### Source excerpt:
Track2stem 🎵

A powerful music separator that splits audio files into individual stems (vocals, drums, bass, guitar, piano, and other instruments) using AI-powered source separation.

Features

Multi-format Support: MP3, WAV, FLAC, OGG, M4A, and AAC input
Multiple Output Formats: MP3 (default), WAV, and FLAC
AI-Powered Separation: Uses Facebook Research's Demucs with multiple model options
6-Stem Output: Vocals, drums, bass, guitar, piano, and other instruments (with htdemucs_6s)
4-Stem Output: Vocals, drums, bass, and other (with htdemucs, mdx, and other models)
Isolate Mode: Extract a single stem + combined backing track
Advanced Options: Configurable model, shifts, segment size, overlap, and clip mode
Real-time Progress: Live status updates with elapsed time tracking
Spectrogram Visualization: View audio spectrograms for input and output
Persistent Job History: Recent jobs survive page refreshes (localStorage)
Individual Downloads: Download each separated track independently
Job Cancellation: Cancel in-progress jobs and delete completed ones

Quick Start

Prerequisites

Docker and Docker Compose
At least 8GB RAM recommended
5GB free disk space for models

Installation

git clone https://github.com/mbianchidev/track2stem.git
cd track2stem
docker-compose up --build

Access the application:

Frontend: http://localhost:3000
Backend API: http://localhost:8080

Note: On first run, Demucs downloads ~2GB of pre-trained models. This is a one-time operation.

Usage

Open http://localhost:3000
Upload an audio file (drag-and-drop or click to select)
Wait for processing (1-5 minutes depending on song length)
Download individual stems

Architecture

A 3-tier Docker Compose application:

Service	Technology	Purpose
Frontend	React 19 + Nginx	Modern UI with drag-and-drop upload
Backend	Go 1.25 + Gorilla Mux	REST API and job management
Processor	Python 3.13 + Demucs 4.0.1	AI-powered audio separation

How It Works

User uploads audio file → Frontend
Frontend sends file → Backend API
Backend creates job, forwards to → Processor
Processor runs Demucs separation
Backend updates job status to "completed"
User downloads individual stems

API Reference

Endpoints

Method	Endpoint	Description
`POST`	`/api/upload`	Upload audio file for processing
`GET`	`/api/jobs`	List all jobs
`GET`	`/api/jobs/{id}`	Get specific job status
`DELETE`	`/api/jobs/{id}`	Cancel/delete a job
`GET`	`/api/download/{id}/{stem}`	Download separated stem
`GET`	`/api/processing-status/{id}`	Get real-time processing progress
`GET`	`/api/health`	Health check

Examples

# Upload a file (with default options)
curl -X POST http://localhost:8080/api/upload -F "file=@song.mp3"

# Upload with advanced options
curl -X POST http://localhost:8080/api/upload \
  -F "file=@song.mp3" \
  -F "output_format=flac" \
  -F "model=htdemucs_6s" \
  -F "stem_mode=isolate" \
  -F "isolate_stem=vocals"

### Tasks to carry out:
1/ Update the Track2stem page from "git clone https://github.com/mbianchidev/track2stem.git" to "a one-time operation.", inclusive, changing "localhost" to "127.0.0.1".
2/ List every audio format that the Track2stem page says it accepts as input.
3/ Continue the Track2stem page from where it stops.

### Collected material:
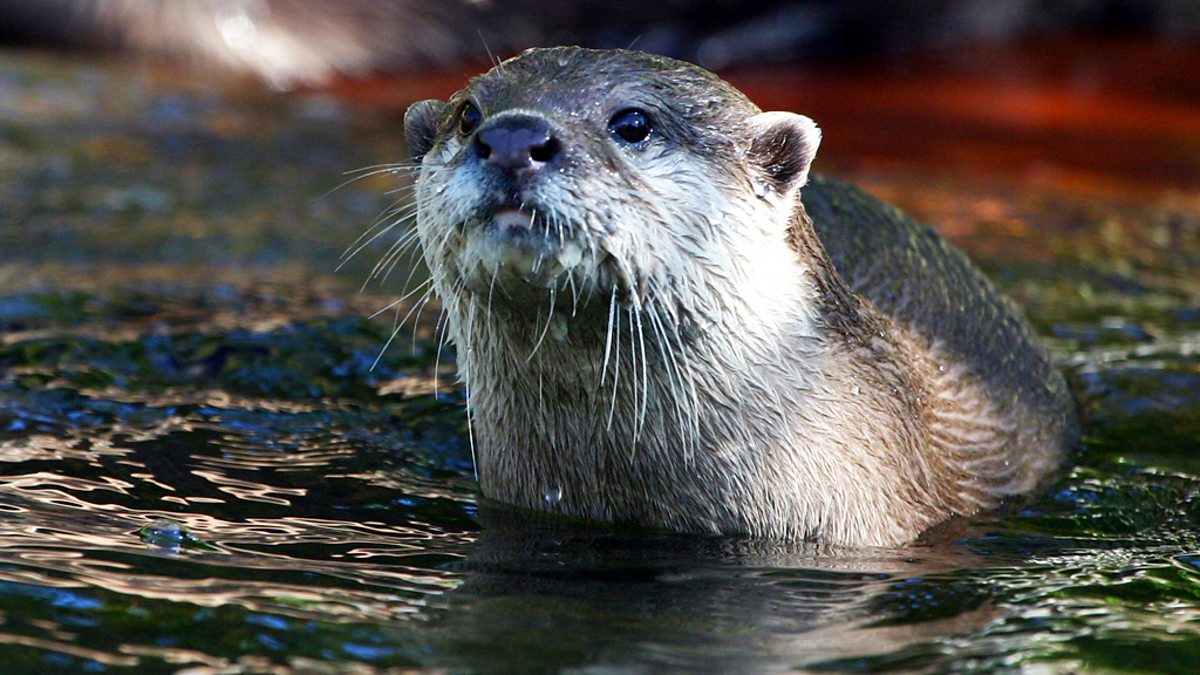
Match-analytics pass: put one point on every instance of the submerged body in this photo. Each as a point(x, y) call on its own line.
point(655, 329)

### Answers for this exercise:
1/
git clone https://github.com/mbianchidev/track2stem.git
cd track2stem
docker-compose up --build

Access the application:

Frontend: http://127.0.0.1:3000
Backend API: http://127.0.0.1:8080

Note: On first run, Demucs downloads ~2GB of pre-trained models. This is a one-time operation.

2/ MP3, WAV, FLAC, OGG, M4A, AAC

3/
# Check job status
curl http://localhost:8080/api/jobs/{job-id}

# Get real-time processing progress
curl http://localhost:8080/api/processing-status/{job-id}

# Download vocals stem
curl -O http://localhost:8080/api/download/{job-id}/vocals

# Cancel/delete a job
curl -X DELETE http://localhost:8080/api/jobs/{job-id}

Response Format

{
  "id": "job-uuid",
  "status": "completed",
  "filename": "song.mp3",
  "created_at": "2024-01-01T00:00:00Z",
  "completed_at": "2024-01-01T00:05:00Z",
  "processing_time": "3m 24s",
  "output_format": "mp3",
  "model": "htdemucs_6s",
  "stem_mode": "all",
  "output_files": {
    "vocals": "/app/outputs/job-uuid/vocals.mp3",
    "drums": "/app/outputs/job-uuid/drums.mp3",
    "bass": "/app/outputs/job-uuid/bass.mp3",
    "guitar": "/app/outputs/job-uuid/guitar.mp3",
    "piano": "/app/outputs/job-uuid/piano.mp3",
    "other": "/app/outputs/job-uuid/other.mp3"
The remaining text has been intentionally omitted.